Given instruction =
Please reproduce the audio gear roundup below word for word, from "Walking in the" to "for under $600.".

Prominently listed among the highlights of this year, TC Electronic’s Studio Konnekt 48 is a Firewire audio interface that features 24 inputs including 4 preamplifiers, 22 outputs, 12 simultaneous analog channels and world class DSP effects. Supplied with a remote control for around $1200, it’s one of the select few able to overshadow RME’s FireFace which, despite its numerous qualities, took a serious blow …

ProTools to go!
ProTools on a USB key; who would have imagined it? They did. Of course, the audio interface is ultra basic but thanks to the MBox 2 Micro, you can work your ProTools session on any computer, for a little less than $250. And since Transfuser currently comes with the package …

Little Adam
Halfway between a multimedia speaker and a near-field monitor, the Adam A5 is somewhat unique … There is the famous ribbon tweeter for which the brand is famous, guaranteeing quality highs, and bass response, which, given the size of the speaker, is no joke and makes it a worthy sibling of the famous A7, for a little less than $440 each. The ideal monitors for working in your apartment without disturbing the neighbors?

A half-legend?
Walking in the footsteps of the illustrious C414, the C214 is meant to be a more accessible version of the classic AKG mic. Featuring only one polar pattern but having the essential of what made the reputation of the large membrane microphone for under $600.

Night terror
It’s small, cute, inexpensive and it works like a charm. For less than $150, the Novation Nocturne will let you control your DAW and plug-ins while tasting the comfort of Automap technology.

26+26=2626
M-Audio’s high-end Profire 2626 has it all for those home studio owners who need a lot of inputs/outputs. Its preamps and converters meet our expectations and the price is around $700; did someone request a great deal?

Deus in machina
Widely used by the pros, the UAD-1 DSP card was nevertheless beginning to get old. So imagine our joy when we saw the UAD-2 arrive with a cornucopia of new plugins each as attractive as the next. And with prices that are not so “pro”, because between the small Solo to the big Quad, prices range from $500 to $1800.

Big Groove
The reference in virtual drummers is back! With 10 full kits and 55 GB of sounds and above all a complete mixer with a great effects section, Fxpansion’s BFD2 is a must for just under $400.

U47 USB?
If you’re looking for a simple way to connect a microphone (static or dynamic) to your computer, know that MXL has created the Mic Mate, an XLR to USB “adapter” incorporating a mic preamp and phantom power. It works without drivers, at the very reasonable price of around $50!

(Named object pointing records)

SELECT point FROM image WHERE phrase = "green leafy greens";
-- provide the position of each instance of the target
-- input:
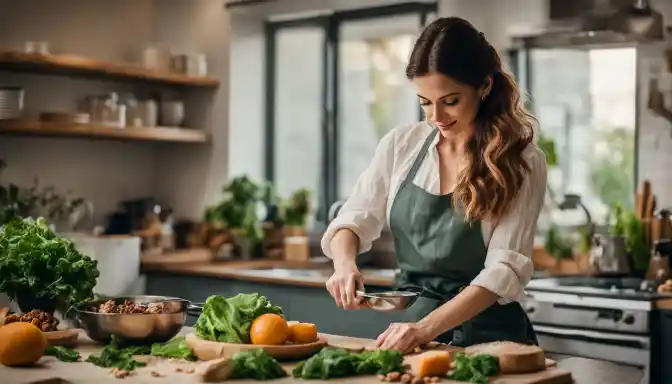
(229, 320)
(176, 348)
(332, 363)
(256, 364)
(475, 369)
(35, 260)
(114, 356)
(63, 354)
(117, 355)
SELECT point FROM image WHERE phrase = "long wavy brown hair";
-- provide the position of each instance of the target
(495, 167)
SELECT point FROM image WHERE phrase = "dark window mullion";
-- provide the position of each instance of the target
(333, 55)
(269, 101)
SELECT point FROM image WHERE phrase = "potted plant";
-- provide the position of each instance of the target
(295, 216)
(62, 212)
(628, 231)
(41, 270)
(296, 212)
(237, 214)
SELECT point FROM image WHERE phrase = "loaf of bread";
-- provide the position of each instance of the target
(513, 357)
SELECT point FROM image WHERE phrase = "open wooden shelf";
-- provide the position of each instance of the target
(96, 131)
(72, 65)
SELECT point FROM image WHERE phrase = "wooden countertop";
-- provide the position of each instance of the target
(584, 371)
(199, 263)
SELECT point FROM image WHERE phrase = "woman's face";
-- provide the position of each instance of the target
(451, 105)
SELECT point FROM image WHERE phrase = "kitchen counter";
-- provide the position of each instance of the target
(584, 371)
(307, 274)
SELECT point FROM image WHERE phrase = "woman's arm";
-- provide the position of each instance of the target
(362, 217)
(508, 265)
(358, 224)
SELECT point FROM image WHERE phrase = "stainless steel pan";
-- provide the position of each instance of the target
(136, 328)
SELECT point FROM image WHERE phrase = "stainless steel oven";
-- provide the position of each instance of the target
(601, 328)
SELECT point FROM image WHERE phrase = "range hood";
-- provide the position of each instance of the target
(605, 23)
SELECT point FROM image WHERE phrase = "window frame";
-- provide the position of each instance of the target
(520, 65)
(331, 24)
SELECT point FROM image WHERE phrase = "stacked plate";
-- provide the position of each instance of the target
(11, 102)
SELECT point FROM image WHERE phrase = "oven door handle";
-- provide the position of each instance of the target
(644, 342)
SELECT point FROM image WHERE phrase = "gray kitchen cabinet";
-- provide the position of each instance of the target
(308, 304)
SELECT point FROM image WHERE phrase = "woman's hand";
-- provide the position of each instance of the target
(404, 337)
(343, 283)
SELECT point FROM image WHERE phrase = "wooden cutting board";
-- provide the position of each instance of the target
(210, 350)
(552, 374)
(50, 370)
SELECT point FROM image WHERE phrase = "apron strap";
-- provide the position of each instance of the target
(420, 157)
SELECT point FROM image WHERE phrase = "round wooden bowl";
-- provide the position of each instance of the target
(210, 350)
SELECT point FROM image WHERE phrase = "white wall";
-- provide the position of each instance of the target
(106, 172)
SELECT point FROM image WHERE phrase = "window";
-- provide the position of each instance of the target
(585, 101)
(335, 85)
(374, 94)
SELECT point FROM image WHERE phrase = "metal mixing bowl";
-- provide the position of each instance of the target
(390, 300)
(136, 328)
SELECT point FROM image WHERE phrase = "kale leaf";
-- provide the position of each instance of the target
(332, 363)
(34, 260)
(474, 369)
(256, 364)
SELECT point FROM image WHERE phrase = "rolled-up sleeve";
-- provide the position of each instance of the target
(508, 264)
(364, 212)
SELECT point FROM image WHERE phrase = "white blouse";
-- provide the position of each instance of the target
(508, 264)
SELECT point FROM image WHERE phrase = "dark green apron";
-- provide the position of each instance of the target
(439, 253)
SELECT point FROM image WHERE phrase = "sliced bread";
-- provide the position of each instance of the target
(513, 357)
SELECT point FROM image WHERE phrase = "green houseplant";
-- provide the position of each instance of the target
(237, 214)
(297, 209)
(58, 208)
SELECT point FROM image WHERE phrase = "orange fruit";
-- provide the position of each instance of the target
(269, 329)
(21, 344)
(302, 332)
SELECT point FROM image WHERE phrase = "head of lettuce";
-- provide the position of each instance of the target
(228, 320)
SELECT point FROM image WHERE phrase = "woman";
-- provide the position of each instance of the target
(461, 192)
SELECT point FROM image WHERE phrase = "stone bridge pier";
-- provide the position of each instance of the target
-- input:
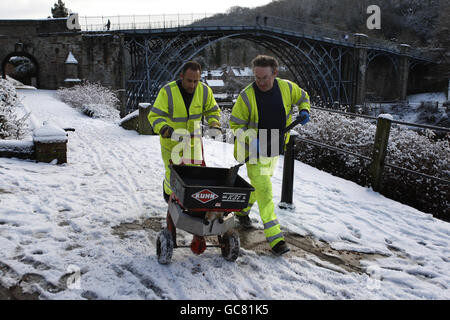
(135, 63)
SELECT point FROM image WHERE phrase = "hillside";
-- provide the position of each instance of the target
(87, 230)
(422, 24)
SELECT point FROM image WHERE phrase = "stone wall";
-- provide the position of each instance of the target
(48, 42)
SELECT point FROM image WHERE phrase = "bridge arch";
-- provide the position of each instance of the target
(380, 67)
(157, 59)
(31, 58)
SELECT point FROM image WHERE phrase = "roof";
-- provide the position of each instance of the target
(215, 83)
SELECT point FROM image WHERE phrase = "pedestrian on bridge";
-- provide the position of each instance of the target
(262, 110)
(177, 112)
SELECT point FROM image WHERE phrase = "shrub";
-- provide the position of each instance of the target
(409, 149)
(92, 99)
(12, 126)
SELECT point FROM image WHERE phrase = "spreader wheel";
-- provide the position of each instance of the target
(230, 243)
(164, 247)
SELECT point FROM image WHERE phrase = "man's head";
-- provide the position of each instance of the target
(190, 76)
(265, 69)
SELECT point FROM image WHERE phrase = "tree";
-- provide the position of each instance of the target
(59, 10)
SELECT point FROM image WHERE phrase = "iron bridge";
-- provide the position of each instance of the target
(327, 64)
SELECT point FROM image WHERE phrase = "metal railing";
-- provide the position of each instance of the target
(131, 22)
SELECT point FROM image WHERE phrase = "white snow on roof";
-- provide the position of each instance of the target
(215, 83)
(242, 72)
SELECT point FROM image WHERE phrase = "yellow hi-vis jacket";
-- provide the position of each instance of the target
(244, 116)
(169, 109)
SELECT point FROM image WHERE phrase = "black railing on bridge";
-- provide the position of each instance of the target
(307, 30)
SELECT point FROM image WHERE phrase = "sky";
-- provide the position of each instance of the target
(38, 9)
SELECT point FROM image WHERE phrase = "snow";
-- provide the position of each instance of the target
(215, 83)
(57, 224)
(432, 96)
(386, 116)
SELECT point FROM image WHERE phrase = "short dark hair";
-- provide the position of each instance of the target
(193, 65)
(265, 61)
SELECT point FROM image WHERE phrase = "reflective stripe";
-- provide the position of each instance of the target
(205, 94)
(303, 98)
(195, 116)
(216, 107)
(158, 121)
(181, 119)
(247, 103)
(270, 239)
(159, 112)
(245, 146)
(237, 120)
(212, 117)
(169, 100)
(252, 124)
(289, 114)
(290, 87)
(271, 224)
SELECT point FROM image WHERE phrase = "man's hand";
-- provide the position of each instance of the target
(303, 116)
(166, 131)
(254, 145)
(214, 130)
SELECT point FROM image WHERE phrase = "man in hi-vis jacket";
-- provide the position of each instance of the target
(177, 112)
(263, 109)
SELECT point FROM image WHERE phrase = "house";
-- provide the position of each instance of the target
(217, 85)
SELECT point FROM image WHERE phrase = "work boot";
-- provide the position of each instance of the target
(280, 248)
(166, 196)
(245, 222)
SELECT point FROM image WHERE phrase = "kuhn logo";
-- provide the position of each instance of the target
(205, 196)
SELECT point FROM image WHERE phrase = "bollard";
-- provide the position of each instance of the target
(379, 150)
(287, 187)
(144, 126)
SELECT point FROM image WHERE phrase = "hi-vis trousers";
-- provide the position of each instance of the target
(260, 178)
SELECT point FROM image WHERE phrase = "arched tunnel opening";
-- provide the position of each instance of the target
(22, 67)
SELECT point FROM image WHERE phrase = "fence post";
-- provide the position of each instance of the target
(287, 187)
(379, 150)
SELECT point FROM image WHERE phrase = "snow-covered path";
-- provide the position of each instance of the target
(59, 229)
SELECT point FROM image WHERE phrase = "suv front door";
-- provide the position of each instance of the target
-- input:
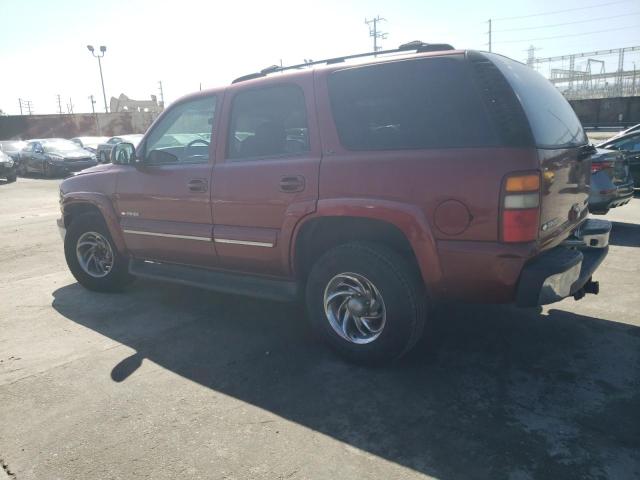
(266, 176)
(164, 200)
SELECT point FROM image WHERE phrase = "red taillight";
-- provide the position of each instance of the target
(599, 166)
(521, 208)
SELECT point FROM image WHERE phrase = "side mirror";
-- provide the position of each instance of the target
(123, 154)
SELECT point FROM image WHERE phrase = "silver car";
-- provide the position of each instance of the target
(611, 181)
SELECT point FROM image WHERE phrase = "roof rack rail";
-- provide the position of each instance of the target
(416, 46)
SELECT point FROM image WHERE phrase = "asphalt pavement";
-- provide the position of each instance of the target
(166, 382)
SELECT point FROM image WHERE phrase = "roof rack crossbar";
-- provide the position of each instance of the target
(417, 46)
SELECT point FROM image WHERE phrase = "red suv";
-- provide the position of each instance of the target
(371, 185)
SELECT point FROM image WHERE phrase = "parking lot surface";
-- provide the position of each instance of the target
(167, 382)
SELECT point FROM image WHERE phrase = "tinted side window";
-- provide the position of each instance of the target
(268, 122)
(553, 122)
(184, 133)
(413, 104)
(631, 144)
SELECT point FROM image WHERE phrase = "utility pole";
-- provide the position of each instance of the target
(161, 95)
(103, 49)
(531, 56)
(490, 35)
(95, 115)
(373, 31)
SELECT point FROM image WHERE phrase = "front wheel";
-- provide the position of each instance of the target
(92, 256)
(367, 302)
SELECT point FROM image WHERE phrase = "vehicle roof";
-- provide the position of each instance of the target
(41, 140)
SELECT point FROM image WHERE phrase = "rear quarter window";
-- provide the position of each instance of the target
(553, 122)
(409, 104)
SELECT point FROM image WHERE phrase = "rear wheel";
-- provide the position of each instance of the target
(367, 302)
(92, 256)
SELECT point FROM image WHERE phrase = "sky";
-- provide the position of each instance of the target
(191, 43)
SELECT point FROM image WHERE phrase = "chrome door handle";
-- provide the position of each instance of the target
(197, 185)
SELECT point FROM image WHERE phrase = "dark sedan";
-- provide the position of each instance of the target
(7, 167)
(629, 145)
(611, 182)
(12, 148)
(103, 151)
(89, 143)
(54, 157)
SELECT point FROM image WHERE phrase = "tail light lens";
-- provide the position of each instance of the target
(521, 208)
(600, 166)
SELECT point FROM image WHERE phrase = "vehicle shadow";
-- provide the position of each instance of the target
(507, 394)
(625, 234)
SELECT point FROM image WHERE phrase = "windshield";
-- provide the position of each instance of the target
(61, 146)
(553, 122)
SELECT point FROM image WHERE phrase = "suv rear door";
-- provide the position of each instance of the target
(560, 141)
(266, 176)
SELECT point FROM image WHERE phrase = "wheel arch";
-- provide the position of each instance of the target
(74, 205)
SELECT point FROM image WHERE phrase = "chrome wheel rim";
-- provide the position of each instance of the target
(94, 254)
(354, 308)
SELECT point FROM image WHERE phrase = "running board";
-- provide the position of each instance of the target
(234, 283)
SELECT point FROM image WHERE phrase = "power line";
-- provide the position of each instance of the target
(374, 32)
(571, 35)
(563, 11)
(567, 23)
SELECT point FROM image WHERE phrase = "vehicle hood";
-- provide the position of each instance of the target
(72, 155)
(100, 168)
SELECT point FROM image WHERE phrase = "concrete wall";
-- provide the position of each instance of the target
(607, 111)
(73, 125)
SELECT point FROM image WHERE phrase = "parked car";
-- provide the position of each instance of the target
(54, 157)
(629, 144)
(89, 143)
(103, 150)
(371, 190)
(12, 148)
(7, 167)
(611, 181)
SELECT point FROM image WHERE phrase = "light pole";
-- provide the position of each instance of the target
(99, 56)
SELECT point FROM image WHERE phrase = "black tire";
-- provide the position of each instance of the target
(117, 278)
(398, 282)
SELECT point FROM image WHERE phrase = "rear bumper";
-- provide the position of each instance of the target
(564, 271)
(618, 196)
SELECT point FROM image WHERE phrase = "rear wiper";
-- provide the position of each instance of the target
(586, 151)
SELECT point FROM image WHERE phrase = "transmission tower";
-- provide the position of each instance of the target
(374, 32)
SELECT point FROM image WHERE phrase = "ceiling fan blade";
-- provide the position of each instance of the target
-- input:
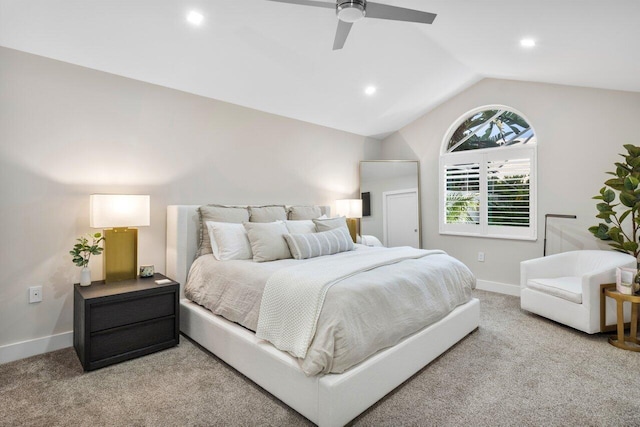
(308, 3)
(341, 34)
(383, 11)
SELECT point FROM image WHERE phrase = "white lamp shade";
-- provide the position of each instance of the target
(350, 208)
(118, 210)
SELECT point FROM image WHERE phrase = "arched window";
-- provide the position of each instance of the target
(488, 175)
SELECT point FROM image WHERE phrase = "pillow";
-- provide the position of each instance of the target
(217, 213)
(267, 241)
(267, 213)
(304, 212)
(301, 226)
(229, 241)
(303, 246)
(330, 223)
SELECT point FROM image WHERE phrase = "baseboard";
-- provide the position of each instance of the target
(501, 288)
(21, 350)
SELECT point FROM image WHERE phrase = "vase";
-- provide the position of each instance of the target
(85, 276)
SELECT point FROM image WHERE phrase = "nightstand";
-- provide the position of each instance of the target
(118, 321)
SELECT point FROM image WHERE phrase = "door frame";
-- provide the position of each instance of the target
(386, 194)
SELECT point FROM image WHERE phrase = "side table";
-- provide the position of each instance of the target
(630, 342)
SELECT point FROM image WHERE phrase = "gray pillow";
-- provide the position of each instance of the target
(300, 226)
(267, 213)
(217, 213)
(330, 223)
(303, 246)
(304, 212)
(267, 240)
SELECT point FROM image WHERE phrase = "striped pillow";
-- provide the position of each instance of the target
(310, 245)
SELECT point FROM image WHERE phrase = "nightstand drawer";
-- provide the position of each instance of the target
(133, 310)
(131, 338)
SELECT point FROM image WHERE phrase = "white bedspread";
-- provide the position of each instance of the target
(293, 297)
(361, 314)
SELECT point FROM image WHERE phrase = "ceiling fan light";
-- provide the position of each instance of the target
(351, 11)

Result for this exercise =
Walking in the footsteps of the illustrious C414, the C214 is meant to be a more accessible version of the classic AKG mic. Featuring only one polar pattern but having the essential of what made the reputation of the large membrane microphone for under $600.